Items from a dataset
-------

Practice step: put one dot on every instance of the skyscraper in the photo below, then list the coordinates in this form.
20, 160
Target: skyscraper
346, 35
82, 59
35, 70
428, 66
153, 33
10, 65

-------

Goal: Rewrite the lines above, switching "skyscraper" to "tall building" and changing nothing else.

The solution:
Practice step: put one dot on every instance of the tall building in the photo below, then list the coordinates in this form.
20, 160
Target: tall building
346, 35
82, 59
35, 70
428, 66
153, 33
10, 65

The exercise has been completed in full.